Manchester City Council has announced that 2,000 jobs are “at risk”. The local authority has said it has been “badly hit” by Government cuts and needs to reduce costs by 8.9% in 2011.
City officials are expected to announce a new severance package to encourage workers to take voluntary redundancy.
The council says it will need to see its workforce reduced quickly and by about 2,000 staff which equates to 17% of the workforce.
Richard Leese, leader of the Labour-controlled authority, said: “The unfairness of the Government’s financial grant settlement for Manchester, one of the five worst in the country, has been widely reported. We now have to find £110m in savings next year – £60m more than expected – because of front-loading and the re-distribution of money from Manchester to more affluent areas. The accelerated cuts mean we can no longer achieve the staffing reductions we have been forced into through natural turnover which is why we are proposing a time-limited offer of voluntary severance and voluntary early retirement. The council said it plans to honour a pledge to avoid compulsory redundancies. The up-front cost to the council of the new severance package, which is subject to approval by the council’s executive on January 19th, is likely to be in the region of £60m – but it will generate an annual saving of £70m.
Unite, which has over 250,000 members in public services described the cuts as “savage”.
Unite’s members are considering a consultative ballot for industrial action in protest at the scale and speed of the cuts.
Unite regional officer, Keith Hutson said: ‘Our members are outraged. This is the clear result the coalition’s austerity measures and cutbacks to local government funding announced before Christmas. It will have a devastating effect on services and the people that use them. Unite will campaign to reverse these savage cuts which will hit some of the most vulnerable in society – but these cuts won’t impact on the bonus-riddled City elite that caused the financial crisis in the first place.’
Unite’s National Officer for Public Services Peter Allenson said: “Unfortunately, what is happening in Manchester is being replicated across the country. The tally for job losses in local government will run into tens of thousands. As a result, vital public services that people have taken for granted for the past 50 years will either disappear or exist only in a skeletal form, and probably run by profiteering private companies.’
The Conservative lead government is clearly targeting northern cities with cuts. The GMB has been tracking notifications of job cuts, and says that more than 113,000 town hall jobs have been declared “at risk” by 145 councils and police and fire authorities, with another 350 yet to declare.
In a bleak winter week for north-west public sector workers it has emerged that police authorities in Lancashire, Cheshire and Merseyside have earmarked 3,200 jobs as “at risk”and more than 24,000 council workers in the north-west, face the sack.
These include 800 at the council in Oldham, and in addition, hospitals in central Manchester warned they may have to cut 1,400 jobs over the next four years.

» **ACTIVITIES**:
a) Name every person the article on Manchester City Council job cuts identifies by name, with the role it gives each.
b) Reproduce the passage of the article on Manchester City Council job cuts word for word, from "Unite, which has" up to and including "of the cuts.".
The listing comes from a separate source unrelated to the article.

(Point-per-instance localization data)
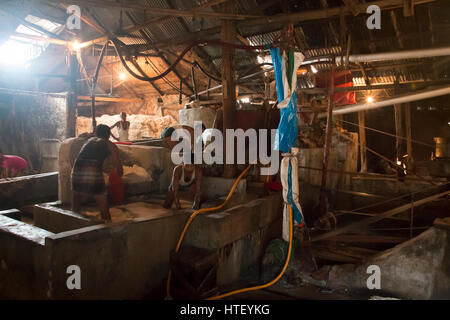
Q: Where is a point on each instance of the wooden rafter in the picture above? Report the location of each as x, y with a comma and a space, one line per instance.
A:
164, 59
154, 10
311, 15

» **ANSWERS BY ITEM**:
a)
- Richard Leese, leader of the Labour-controlled authority
- Keith Hutson, Unite regional officer
- Peter Allenson, Unite's National Officer for Public Services

b)
Unite, which has over 250,000 members in public services described the cuts as “savage”.
Unite’s members are considering a consultative ballot for industrial action in protest at the scale and speed of the cuts.